━━ Data to process ━━

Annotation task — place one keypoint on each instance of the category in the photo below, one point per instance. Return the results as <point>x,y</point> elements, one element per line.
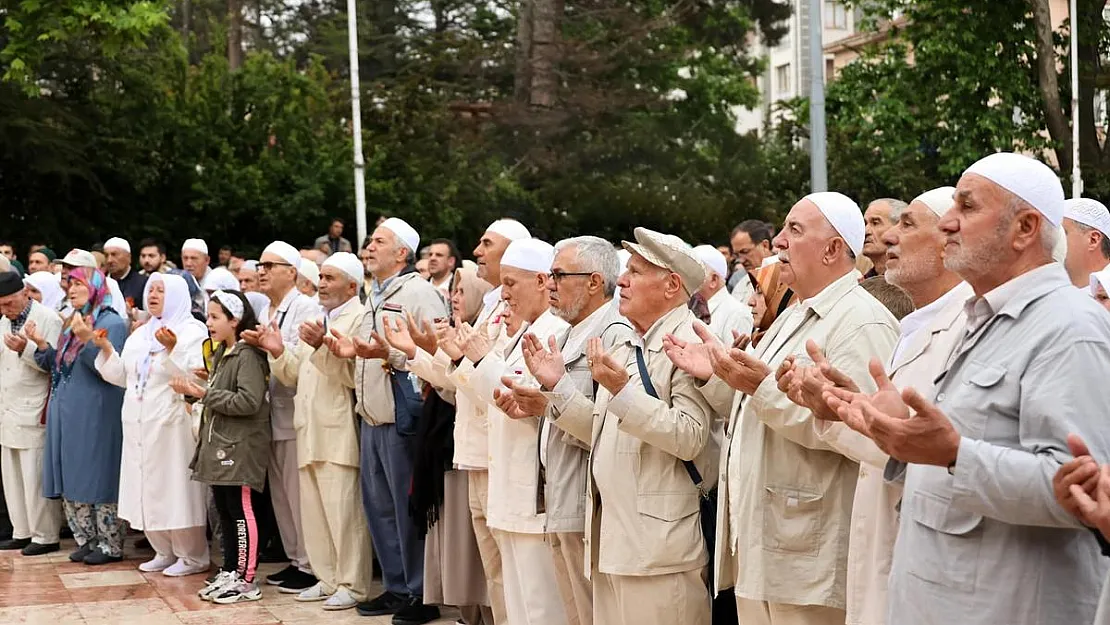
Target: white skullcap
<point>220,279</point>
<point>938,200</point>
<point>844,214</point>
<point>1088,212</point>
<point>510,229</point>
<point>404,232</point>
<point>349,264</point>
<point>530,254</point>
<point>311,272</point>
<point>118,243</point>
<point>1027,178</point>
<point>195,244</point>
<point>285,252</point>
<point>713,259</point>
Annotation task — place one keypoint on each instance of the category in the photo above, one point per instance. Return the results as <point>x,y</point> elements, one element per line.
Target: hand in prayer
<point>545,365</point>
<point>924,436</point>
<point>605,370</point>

━━━

Given instruction
Copy every entry above word for word, line by line, and leave out the pictures.

Problem solution
Annotation task — place one keypoint on each instance of the category in the photo below, one point per instance. Return the results as <point>x,y</point> elements, one element per line.
Target: white skullcap
<point>220,279</point>
<point>938,200</point>
<point>844,214</point>
<point>1088,212</point>
<point>510,229</point>
<point>404,232</point>
<point>349,264</point>
<point>530,254</point>
<point>311,272</point>
<point>118,243</point>
<point>1027,178</point>
<point>195,244</point>
<point>285,252</point>
<point>713,259</point>
Annotation task — place one keypoint on each instance of the category in the photo above, one point per instance. Return the results as <point>x,y</point> elements, one element per line.
Target: hand in prayer
<point>545,365</point>
<point>924,436</point>
<point>605,370</point>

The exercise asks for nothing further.